BRIEF> Output the entries as they appear, skipping images.

....

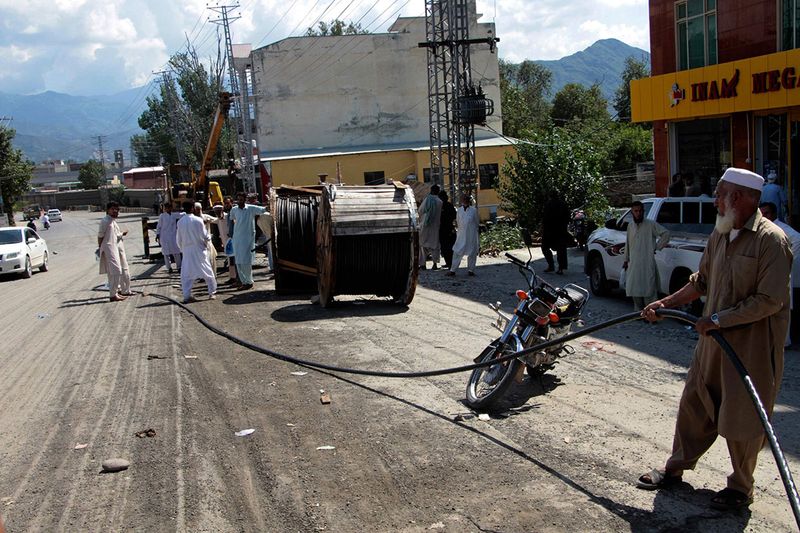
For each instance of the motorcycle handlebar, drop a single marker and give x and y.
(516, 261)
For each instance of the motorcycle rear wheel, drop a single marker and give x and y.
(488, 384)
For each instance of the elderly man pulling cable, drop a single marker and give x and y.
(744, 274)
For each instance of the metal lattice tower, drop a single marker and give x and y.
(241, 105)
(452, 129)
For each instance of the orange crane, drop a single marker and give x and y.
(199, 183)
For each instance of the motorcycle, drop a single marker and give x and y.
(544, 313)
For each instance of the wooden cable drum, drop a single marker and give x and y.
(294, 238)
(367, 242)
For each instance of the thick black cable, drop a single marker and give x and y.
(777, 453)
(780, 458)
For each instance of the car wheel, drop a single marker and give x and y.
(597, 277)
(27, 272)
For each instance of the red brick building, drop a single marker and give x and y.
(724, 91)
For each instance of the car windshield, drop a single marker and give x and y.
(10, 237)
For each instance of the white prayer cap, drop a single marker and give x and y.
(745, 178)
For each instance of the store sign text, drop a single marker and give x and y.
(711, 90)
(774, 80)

....

ANSWER>
For each instance of the motorcycle handlebar, drop a single marker and give x and y.
(516, 261)
For each instance of the motorcycle rear wheel, drop a single marker and give x and y.
(488, 384)
For each instance of the elderly man pulling cable, drop a single marker and give x and y.
(744, 274)
For each instance of the metal lattice tower, drop a single marker and give x and y.
(241, 105)
(452, 129)
For each instance of the orange crane, drop a single marker and give x and y.
(199, 183)
For each instance of the motorcycle, drop a single marker and give x and y.
(544, 313)
For each instance of the wooden cable drum, drop a single marker and give x and y.
(294, 238)
(367, 242)
For each instance of the thick black cable, drop a single marker and give x and y.
(777, 453)
(780, 458)
For each instance of the car wheel, drop a single marker and give x and y.
(597, 277)
(27, 272)
For each instance of the red brick building, drop a single marker and give x and y.
(724, 91)
For each instance of the car windshield, drop a single marker and give x and y.
(10, 237)
For each instance of the white prayer cap, drop a single marker and give x and y.
(745, 178)
For each instance of the store sign text, drop a single marker and give x and y.
(711, 90)
(774, 80)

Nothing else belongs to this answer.